_EXTRAIT DU TEXTE_.
++++
Ils sont le visage de la France, les héritiers de ceux qui travaillent nos terres depuis des siècles, les vigies du « labourage » et du « pâturage » que chérissait le grand Sully, plus lucide que nos gouvernants. Pour un fils d’agriculteur-éleveur, comme celui qui signe ces lignes, l’étranglement de cette profession d’hommes libres a un sens particulier. Car ces derniers incarnent la France du « non », la France qui résiste aux aberrations des réglementations imposées par l’Europe, aux traités signés par l’UE dans lesquels l’agriculture – l’élevage, en particulier - joue systématiquement la variable d’ajustement, du non aux quotas imposés par les fonctionnaires européens, aux importations massives qu’ils permettent.

Le monde du textile, puis celui de l’acier, puis désormais celui de l’automobile, entre autres, ont cédé sous les coups de boutoir de la mondialisation forcée. Les paysans, eux, tiennent tête. Ils font la course contre un univers entier affamé de parts de marché en France, mais quand leurs concurrents courent en short, les nôtres participent au 100 mètres… en bottes de ferme ! Des bottes emplies des lourdes tracasseries que produit à jets continus notre administration dans une concurrence morbide et sans fin avec l’administration européenne : main-d’œuvre, normes, taxes, faux frais, coûts des intrants - tout est plus cher qu’ailleurs. Résultat : sur les étals, les Français boudent les produits de leur terroir pour préférer ceux qui viennent d’autres pays - question de pouvoir d'achat. Comment les blâmer ?
++++
_DONNÉES_.
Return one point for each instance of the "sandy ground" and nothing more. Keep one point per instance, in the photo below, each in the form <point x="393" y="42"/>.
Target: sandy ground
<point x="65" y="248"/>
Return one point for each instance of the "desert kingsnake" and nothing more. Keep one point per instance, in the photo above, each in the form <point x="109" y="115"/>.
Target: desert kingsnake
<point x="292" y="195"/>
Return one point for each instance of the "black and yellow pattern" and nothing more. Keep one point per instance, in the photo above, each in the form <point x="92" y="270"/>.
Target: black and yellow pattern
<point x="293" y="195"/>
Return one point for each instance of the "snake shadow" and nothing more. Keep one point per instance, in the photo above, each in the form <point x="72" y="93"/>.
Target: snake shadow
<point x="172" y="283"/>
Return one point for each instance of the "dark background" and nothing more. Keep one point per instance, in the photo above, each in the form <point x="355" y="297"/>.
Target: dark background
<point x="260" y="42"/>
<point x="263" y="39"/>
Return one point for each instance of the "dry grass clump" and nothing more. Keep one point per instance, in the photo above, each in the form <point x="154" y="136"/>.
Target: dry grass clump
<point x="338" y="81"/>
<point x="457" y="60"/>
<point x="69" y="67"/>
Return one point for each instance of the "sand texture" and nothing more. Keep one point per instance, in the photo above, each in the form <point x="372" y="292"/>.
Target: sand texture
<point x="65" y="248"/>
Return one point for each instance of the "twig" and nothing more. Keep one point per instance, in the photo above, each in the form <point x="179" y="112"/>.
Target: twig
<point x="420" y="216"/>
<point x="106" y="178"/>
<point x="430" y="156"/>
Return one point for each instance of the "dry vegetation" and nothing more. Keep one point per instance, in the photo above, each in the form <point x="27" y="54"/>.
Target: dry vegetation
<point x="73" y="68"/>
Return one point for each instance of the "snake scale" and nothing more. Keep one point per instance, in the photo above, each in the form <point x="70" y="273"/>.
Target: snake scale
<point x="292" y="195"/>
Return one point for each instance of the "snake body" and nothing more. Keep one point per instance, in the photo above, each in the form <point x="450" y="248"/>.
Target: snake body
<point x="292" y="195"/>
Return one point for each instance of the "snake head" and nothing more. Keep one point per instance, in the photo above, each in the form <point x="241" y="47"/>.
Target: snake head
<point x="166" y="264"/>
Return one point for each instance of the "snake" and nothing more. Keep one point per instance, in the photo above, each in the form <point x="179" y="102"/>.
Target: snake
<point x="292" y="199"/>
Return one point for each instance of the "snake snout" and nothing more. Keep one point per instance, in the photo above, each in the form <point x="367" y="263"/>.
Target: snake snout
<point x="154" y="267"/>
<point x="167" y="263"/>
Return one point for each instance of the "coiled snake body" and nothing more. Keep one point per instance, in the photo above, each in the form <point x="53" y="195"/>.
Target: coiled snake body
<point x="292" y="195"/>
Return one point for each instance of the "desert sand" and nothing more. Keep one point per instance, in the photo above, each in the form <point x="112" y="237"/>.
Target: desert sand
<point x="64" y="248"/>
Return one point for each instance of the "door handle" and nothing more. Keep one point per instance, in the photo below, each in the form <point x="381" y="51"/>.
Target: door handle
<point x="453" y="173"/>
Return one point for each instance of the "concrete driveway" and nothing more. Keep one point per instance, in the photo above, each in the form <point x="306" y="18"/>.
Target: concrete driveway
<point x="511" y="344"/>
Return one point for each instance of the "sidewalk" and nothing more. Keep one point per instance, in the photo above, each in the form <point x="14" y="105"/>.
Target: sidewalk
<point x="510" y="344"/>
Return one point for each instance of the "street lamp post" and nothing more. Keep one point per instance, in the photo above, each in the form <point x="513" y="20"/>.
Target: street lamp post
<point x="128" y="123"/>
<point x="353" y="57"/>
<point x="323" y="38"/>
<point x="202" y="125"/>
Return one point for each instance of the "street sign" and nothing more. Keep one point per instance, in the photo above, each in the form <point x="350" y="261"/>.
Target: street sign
++++
_LISTE DES TÂCHES_.
1. Relevez tous les postes que l'extrait présente comme plus chers qu'ailleurs.
2. Expliquez, s'il vous plaît, pourquoi, selon l'extrait, les Français boudent sur les étals les produits de leur terroir.
Pour répondre, appuyez-vous uniquement sur l'extrait.

_SOLUTIONS_.
1. Main-d'œuvre, normes, taxes, faux frais, coûts des intrants.

2. Les tracasseries administratives françaises et européennes rendent tout plus cher qu'ailleurs : main-d'œuvre, normes, taxes, faux frais, coûts des intrants. Pour une question de pouvoir d'achat, les Français préfèrent donc les produits venus d'autres pays.